=== DATASET CONTENT ===

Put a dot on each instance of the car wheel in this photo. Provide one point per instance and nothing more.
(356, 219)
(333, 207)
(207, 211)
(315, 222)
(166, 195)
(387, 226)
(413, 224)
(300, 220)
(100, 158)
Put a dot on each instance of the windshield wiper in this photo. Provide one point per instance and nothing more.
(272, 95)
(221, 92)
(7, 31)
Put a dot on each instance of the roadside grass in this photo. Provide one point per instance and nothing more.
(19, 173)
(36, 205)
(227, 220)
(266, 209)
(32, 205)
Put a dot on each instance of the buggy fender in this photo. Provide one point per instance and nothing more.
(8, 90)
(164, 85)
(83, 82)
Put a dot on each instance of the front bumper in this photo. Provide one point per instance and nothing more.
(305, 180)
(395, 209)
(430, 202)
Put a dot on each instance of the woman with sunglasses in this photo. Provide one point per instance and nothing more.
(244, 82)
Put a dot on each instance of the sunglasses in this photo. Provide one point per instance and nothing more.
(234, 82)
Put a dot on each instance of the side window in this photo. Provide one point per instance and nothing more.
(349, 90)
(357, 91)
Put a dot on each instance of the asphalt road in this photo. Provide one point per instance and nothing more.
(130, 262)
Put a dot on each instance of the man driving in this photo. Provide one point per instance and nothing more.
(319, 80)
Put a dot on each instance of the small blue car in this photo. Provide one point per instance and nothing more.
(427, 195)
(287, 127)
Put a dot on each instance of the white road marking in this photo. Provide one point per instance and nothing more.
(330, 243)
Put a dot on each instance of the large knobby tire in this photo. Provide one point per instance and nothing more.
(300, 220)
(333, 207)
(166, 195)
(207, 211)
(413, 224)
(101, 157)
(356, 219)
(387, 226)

===

TASK TO COMPLETE: Copy each line of the data above without altering a single character.

FINAL ANSWER:
Put a dot on each instance of the car wheel in this photo. Provide one point per instance and nothing more.
(356, 219)
(333, 207)
(207, 211)
(315, 222)
(166, 195)
(387, 226)
(413, 224)
(300, 220)
(100, 158)
Put a dot on each instance of the windshield wiper in this photo. Provide one point per instance and nothing more.
(272, 95)
(221, 92)
(7, 31)
Put a dot on each instance of the roadside grass in this photo. Provide one point per instance and nothing more.
(19, 173)
(36, 205)
(227, 220)
(266, 209)
(32, 205)
Put a dot on each instance of the buggy fender in this photo. Provide one point per instance and nothing more.
(8, 90)
(164, 85)
(83, 82)
Put a dot on each instance of the front bumper in this photo. Provide one point per instance and nothing more.
(305, 180)
(395, 209)
(430, 202)
Put a dot on each instance of the woman with sunglasses in this photo. Provide one point per instance and nothing more.
(244, 82)
Put a dot on each instance of the sunglasses in this photo. Provide one point per instance and nothing more.
(234, 82)
Put a dot on each instance of the side window in this photo. Provide one point per instance and nothing more.
(349, 90)
(357, 91)
Put a dot on each instance of the asphalt road in this photo. Provide one point per instance and nothing more.
(130, 262)
Put a dot on each instance of the man driving in this photo. Provide one point per instance and nothing more.
(319, 80)
Put a dot on each instance of the small blue car in this photo. Provide one point per instance and nothing more.
(427, 195)
(287, 127)
Put a dot on each instance of the white road marking in this photo. Provide one point per instance and nothing more.
(330, 243)
Put a dot on each instance of the large knobby tire in this photo. Provide one point per instance and nothing more.
(300, 220)
(333, 207)
(166, 195)
(207, 211)
(413, 224)
(101, 157)
(356, 219)
(387, 226)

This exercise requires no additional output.